_SOURCE EXTRACT_.
□ □ □ □ □
Sit down, young man.
It was an untamed time,
Filled with greed,
lawlessness,
And skinny deputies
with high, nasal voices.
Man:
Citizens of moist rock,
As y'all know,
the last 54 sheriffs
Have been girlie-slapped
and run out of town
By the vicious hombre
salad fork dan.
Who will step forward
and bring the rule
of law to our town?
And be the 55th
dang fool sheriff?
Why, a fella'd have
to be plumb crazy.
Hee hee hee!
Hee hee hee!
Aw, come on, people.
I'll throw in
this free canvas tote bag.
I'd love to
help you out,
deputy,
But salad fork dan's
the saloon's
best customer
And a darn good
tipper.
Oh, woe is us!
Where, oh, where is the brave,
handsome lawman
Who will take our town back from
salad fork dan?
[johnny humming]
Johnny, would you
stop singing that
annoying song?
Now, you wait here
while i run in
And fetch them fancy
support garments
i hear tell about.
Now's my chance to meet some of
them frontier honeys.
Huh! Hyah!
Well, slap my saddlebags!
□ □ □ □ □
_RECORD LIST_.

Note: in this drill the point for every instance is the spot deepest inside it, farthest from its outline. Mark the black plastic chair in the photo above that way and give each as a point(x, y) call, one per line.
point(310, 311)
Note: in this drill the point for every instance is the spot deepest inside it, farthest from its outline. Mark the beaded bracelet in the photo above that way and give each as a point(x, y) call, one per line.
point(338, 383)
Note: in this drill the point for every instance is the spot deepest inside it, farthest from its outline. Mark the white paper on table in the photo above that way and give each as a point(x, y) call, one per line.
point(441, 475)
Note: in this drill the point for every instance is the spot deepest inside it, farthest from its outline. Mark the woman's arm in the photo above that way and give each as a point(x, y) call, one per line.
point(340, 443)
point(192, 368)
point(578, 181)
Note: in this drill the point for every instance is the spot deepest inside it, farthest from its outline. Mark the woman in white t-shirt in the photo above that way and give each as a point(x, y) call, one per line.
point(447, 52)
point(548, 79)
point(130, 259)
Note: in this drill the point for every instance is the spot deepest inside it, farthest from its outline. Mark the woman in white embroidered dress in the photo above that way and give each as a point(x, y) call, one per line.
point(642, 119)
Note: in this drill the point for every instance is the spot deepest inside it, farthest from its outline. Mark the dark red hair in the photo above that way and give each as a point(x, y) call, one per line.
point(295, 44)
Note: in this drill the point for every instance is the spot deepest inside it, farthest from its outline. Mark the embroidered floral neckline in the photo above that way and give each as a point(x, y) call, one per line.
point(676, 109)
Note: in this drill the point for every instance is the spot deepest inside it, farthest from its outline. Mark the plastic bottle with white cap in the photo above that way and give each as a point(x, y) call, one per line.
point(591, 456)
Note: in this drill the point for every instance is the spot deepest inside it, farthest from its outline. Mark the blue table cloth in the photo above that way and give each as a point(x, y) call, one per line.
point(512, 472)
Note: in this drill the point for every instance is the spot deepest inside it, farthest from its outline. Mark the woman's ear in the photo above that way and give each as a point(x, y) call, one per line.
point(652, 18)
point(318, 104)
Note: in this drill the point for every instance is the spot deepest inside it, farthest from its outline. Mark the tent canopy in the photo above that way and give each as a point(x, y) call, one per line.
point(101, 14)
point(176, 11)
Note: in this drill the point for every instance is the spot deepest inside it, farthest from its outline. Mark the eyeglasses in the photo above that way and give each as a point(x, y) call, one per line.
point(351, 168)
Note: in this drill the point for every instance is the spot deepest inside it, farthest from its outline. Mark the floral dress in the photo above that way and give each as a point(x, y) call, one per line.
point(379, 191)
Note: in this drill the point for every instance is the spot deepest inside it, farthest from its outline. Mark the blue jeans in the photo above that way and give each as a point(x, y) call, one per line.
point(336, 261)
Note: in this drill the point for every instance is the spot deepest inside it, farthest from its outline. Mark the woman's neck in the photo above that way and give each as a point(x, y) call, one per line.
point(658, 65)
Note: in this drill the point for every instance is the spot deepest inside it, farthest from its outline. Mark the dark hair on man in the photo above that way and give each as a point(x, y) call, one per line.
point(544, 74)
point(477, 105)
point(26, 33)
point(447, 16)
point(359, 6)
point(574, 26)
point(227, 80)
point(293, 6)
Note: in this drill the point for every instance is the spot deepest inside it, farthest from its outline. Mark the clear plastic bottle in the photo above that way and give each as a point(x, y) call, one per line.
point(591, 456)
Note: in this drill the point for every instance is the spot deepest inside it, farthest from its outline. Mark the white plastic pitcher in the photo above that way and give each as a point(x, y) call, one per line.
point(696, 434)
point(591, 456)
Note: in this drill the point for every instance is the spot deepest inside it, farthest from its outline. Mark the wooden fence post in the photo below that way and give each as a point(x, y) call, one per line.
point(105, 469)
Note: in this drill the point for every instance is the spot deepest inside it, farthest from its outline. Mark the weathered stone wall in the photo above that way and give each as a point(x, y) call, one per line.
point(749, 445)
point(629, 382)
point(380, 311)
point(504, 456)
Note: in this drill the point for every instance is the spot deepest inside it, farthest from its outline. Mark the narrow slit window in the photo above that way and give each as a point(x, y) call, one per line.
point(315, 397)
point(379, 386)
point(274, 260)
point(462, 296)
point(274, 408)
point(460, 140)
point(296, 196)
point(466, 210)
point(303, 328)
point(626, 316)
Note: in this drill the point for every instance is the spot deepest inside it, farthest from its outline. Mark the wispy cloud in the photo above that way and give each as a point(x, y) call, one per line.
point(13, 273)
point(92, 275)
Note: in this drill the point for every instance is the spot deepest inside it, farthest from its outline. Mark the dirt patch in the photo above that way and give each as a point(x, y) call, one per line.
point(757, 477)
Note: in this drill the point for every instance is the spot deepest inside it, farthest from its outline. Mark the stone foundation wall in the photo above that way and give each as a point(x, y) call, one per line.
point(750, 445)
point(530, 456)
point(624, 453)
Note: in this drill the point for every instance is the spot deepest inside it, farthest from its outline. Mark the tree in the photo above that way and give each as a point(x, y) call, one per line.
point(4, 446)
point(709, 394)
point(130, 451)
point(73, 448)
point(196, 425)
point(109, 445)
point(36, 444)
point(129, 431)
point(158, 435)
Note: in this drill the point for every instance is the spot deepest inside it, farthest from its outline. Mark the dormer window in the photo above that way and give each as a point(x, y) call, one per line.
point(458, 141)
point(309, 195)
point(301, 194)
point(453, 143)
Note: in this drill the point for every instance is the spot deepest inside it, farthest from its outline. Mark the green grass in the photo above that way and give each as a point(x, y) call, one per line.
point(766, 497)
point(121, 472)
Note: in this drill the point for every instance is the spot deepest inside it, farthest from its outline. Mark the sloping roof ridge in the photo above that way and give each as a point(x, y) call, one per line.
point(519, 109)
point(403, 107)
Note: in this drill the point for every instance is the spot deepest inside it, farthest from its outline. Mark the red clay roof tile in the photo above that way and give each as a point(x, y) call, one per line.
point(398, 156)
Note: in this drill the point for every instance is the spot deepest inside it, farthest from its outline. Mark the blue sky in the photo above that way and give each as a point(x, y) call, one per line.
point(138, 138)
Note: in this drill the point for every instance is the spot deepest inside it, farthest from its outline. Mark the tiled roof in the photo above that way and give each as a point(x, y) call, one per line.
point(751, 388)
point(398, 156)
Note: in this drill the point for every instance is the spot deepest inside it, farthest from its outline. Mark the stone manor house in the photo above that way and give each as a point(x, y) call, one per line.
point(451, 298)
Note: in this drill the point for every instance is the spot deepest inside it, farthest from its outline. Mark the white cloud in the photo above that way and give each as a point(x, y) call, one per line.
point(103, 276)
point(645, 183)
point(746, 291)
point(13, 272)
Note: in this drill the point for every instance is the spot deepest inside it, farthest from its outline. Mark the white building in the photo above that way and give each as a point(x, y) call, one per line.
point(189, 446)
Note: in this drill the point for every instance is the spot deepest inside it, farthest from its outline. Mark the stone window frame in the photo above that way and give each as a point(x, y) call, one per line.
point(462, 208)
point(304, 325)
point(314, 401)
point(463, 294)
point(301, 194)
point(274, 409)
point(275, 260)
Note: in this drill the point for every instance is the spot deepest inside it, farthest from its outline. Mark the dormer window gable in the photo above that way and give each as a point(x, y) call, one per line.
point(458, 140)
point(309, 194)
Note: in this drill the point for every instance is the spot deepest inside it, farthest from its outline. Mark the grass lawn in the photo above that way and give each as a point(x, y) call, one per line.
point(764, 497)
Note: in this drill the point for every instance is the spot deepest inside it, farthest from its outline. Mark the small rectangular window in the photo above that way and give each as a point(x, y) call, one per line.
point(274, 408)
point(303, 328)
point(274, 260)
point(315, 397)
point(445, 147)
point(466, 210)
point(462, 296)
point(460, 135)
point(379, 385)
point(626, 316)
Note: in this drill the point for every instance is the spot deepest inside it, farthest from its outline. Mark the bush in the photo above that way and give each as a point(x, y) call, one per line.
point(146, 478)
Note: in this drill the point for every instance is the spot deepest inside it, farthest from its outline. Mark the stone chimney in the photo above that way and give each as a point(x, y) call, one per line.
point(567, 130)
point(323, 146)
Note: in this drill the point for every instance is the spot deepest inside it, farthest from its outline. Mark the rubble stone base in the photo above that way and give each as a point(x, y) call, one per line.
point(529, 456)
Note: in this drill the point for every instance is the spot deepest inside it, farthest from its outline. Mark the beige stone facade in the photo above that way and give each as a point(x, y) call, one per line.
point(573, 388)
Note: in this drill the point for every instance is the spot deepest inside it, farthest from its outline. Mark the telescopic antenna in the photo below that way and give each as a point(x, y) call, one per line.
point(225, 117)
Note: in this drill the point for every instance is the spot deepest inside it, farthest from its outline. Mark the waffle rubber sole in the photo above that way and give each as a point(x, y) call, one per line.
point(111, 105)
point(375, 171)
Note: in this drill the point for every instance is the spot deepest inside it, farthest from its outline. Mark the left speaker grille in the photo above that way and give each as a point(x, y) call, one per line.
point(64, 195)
□ □ □ □ □
_PROBLEM 1_. For each statement about the Moist Rock transcript, answer yes or no and quote the words that decide it: (a) the town has had 54 sheriffs before the one now sought; (b) a free canvas tote bag is offered; (c) Johnny is asked to keep singing.
_PROBLEM 2_. Pick up the Moist Rock transcript right after its final line and write what comes next.
The items have no connection to the Moist Rock transcript.

_OUTPUT 1_.
(a) Yes: "the last 54 sheriffs"
(b) Yes: "this free canvas tote bag."
(c) No: "stop singing that"

_OUTPUT 2_.
Hey, tall, dark,
and buckskinny,
How about we go
back to my home
on the range
And i show you
how the deer and
the antelope play?
Ooh!
You know, that's why
chicks will never get
the vote.
Hey there,
burly mountain man.
Want to be sheriff?
No way.
My mama told me about you
fast-talking city folk
Taking innocent mountain men
and making them sheriffs.
Oh, too bad.
Chicks dig sheriffs.
I'm in!
Well,
that was easy.
Let's clean
this town up!
All right, you.
I'll give you till sundown
to get out of town.
[neighs]
Oh, all right.
I'll let you off
with a warning.
[gunshots]
Oh, no!
Look at all these
tumbleweeds!
You know, i guess we just
can't have nice things
around these here parts.
Keeping the peace gives me
a powerful thirst.
Hey, barkeep,
Sarsaparilla,
and keep 'em comin'.
Hey there, new sheriff.
Care for a little game
of chance?
Sure, pops.
Guess which hand
the silver dollar's in.
I'll give you a hint.
It's the left hand.
UhLeft!
Too bad.
Better luck next time.
I'm just not lucky.
Man: Where's
the new sheriff
i heard about?
It's salad fork dan!
He's the guy who did in
all 54 of your predecessors!
Now, see, that's
a bit of information
I could have really
used before i took
the job.
Do somethin', sheriff!
Right.
Aaaaaahhhh!
Well, look what
we got here.
Moist rock's got itself
a new sheriff.
Sheriff? Oh.
Oh, you mean the star.
No, no, no.
I, uh--i just like
to accessorize.
There's only one thing
i hate worse than a sheriff.
And that's when
you order a poached egg,
and they break the yolk,
And it's all gettin' on
your bacon.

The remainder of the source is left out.